***** Source records *****

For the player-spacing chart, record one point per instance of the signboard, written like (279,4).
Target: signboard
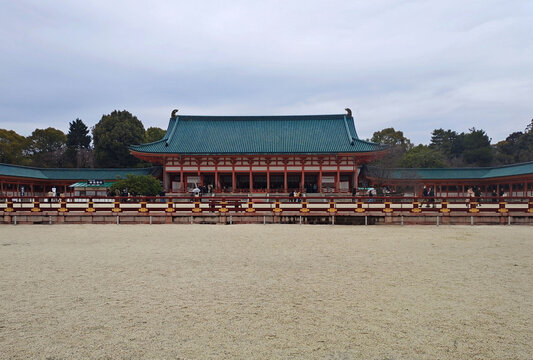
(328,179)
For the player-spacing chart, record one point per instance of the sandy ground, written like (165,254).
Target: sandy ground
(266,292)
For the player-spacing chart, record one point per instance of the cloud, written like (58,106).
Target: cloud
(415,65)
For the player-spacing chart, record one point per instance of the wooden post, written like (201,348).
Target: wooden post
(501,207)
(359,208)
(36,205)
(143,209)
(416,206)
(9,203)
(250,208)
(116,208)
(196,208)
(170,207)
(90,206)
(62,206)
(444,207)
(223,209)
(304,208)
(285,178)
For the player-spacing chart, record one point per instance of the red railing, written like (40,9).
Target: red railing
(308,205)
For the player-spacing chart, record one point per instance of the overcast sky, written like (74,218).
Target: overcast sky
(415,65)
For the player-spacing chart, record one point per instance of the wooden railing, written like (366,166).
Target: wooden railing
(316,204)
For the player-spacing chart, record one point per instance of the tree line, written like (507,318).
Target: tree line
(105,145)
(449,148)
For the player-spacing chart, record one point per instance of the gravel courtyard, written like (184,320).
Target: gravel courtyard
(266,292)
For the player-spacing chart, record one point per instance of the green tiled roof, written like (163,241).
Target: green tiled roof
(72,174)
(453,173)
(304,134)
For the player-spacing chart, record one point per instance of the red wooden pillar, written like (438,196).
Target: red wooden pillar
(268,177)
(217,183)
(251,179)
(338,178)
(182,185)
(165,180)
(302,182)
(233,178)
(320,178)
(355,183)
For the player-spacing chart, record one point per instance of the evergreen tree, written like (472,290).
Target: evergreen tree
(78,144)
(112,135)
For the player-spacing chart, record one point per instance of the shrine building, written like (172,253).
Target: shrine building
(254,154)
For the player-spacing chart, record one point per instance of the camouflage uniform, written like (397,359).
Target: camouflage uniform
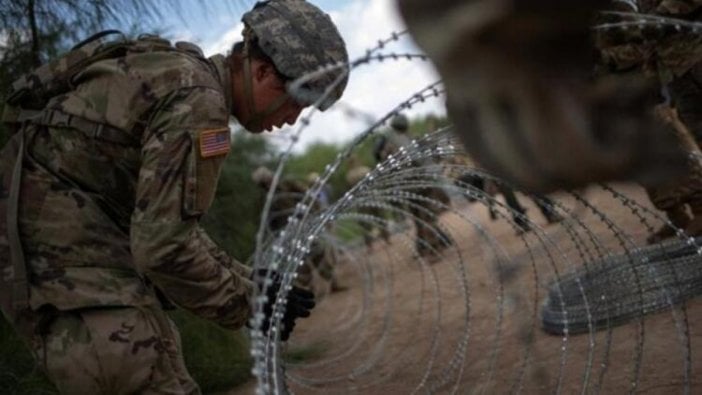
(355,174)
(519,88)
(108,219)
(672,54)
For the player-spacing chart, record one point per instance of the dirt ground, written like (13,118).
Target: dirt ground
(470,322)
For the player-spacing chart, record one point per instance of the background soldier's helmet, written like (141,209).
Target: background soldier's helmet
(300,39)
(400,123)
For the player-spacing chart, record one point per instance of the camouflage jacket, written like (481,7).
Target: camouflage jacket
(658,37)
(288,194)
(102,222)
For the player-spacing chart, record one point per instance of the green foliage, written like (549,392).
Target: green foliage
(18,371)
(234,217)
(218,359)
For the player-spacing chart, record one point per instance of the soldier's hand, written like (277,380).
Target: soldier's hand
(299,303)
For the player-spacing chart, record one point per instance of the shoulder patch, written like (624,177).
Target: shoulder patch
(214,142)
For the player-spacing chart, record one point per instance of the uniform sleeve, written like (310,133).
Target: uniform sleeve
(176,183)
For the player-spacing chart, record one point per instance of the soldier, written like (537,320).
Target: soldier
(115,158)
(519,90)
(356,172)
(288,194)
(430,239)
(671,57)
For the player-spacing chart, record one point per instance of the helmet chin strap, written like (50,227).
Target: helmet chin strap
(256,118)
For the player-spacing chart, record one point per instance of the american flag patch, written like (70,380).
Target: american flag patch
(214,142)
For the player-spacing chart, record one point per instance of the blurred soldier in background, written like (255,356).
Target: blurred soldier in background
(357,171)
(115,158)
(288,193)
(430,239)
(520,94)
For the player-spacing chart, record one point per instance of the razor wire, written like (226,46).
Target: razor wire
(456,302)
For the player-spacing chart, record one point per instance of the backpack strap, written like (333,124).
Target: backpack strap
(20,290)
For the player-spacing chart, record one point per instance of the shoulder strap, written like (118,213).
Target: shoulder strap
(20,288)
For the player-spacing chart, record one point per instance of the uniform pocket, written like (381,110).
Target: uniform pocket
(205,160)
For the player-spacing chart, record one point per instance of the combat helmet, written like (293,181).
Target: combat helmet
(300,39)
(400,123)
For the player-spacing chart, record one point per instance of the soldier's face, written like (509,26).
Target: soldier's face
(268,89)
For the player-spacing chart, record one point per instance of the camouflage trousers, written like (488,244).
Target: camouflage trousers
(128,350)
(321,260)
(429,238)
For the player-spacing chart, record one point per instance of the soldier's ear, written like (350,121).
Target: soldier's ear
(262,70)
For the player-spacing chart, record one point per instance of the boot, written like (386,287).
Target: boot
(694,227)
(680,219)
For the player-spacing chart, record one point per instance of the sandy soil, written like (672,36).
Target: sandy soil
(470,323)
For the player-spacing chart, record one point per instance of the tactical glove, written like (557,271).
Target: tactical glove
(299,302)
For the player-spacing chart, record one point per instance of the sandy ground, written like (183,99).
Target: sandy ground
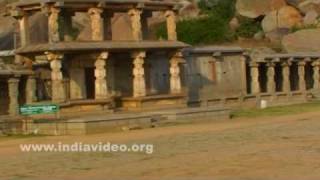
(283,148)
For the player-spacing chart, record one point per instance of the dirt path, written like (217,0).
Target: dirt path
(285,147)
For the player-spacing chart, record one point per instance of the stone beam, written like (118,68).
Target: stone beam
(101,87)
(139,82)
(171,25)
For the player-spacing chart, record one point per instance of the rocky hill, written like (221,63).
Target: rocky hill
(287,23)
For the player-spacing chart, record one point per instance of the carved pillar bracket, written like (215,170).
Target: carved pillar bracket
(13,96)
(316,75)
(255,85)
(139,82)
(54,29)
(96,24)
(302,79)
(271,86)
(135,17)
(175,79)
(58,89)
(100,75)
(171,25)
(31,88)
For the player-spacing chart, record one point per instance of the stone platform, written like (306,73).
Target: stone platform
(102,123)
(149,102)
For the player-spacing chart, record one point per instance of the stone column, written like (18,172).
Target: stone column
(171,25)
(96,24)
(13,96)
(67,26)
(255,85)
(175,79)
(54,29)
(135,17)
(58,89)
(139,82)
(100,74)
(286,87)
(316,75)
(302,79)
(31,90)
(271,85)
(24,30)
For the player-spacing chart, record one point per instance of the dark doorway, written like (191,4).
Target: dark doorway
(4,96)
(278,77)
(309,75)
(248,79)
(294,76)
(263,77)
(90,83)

*****
***** Source records *****

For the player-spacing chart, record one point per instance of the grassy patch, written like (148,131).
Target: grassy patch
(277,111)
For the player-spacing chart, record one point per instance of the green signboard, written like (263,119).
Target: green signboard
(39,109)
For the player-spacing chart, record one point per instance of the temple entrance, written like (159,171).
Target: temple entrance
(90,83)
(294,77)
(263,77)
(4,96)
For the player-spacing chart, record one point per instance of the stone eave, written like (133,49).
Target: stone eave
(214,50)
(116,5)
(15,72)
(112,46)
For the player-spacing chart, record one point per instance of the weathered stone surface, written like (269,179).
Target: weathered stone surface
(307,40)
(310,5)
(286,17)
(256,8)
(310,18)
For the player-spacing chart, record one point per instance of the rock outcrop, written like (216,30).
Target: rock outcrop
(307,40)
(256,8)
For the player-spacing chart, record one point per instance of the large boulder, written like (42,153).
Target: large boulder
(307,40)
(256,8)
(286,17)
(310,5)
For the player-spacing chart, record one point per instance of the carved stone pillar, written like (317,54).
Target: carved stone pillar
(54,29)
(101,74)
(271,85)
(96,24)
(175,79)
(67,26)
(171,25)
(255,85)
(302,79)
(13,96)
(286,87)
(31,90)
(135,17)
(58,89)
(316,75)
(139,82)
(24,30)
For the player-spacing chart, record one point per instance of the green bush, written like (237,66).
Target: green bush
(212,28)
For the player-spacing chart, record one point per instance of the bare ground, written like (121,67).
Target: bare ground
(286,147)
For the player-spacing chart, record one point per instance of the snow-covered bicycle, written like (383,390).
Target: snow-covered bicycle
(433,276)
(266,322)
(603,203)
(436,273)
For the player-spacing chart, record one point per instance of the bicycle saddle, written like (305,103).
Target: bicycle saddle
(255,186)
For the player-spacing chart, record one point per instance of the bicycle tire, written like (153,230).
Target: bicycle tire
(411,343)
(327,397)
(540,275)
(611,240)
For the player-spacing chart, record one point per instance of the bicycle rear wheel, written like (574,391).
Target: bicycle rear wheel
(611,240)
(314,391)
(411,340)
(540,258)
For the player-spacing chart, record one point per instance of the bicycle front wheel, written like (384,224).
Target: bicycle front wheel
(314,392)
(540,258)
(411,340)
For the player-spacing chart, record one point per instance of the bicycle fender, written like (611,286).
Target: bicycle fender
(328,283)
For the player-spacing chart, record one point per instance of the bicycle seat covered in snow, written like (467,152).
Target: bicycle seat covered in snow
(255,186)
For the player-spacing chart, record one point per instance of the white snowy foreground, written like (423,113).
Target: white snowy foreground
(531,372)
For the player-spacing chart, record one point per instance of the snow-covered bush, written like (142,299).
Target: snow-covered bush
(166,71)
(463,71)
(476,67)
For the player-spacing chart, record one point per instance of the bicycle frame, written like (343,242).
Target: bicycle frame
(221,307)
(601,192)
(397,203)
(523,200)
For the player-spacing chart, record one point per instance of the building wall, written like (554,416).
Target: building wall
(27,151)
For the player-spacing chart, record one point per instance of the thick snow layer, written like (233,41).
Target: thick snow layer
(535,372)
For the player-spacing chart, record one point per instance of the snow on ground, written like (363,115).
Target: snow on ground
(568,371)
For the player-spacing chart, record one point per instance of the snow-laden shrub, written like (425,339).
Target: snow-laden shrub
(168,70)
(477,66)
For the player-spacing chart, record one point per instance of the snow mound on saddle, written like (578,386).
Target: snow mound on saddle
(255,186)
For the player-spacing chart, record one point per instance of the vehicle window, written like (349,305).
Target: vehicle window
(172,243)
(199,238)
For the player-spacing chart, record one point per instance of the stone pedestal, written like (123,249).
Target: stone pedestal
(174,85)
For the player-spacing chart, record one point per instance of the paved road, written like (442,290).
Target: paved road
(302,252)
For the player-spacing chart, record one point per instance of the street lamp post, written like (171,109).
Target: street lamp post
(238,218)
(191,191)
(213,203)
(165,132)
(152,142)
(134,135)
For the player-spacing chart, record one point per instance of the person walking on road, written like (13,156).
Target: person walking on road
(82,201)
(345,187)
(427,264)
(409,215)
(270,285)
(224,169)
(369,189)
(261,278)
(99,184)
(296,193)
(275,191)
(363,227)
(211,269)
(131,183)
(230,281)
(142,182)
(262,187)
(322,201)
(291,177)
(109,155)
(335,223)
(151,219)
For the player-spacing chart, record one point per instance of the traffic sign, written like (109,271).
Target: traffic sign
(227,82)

*****
***** Source records *****

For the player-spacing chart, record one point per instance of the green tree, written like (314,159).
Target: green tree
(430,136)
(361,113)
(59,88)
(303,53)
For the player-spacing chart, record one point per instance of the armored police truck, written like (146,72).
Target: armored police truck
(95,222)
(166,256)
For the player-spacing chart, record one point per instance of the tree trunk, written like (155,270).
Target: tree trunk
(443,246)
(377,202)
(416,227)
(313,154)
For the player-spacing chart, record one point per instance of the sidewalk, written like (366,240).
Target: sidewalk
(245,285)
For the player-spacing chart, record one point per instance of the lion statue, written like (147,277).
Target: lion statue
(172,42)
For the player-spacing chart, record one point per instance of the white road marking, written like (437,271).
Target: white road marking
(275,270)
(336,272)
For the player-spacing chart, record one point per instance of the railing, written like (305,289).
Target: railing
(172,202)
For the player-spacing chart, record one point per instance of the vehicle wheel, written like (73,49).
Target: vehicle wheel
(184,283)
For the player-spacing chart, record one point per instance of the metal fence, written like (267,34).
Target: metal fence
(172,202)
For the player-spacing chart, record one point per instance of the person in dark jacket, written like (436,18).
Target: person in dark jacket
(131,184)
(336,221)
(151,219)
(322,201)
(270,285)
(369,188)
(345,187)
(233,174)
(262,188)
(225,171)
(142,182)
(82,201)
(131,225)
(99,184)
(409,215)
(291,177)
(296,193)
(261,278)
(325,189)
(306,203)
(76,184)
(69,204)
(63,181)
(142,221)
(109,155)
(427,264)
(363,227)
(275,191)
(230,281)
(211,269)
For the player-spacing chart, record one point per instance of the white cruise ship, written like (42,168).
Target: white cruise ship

*****

■ **What this task involves**
Identify every line in the material above that contains the word "courtyard", and copy each one. Case counts.

■ **Answer to the task**
For the player-spacing chart, record one point per instance of the gravel courtyard, written like (184,320).
Target: gravel courtyard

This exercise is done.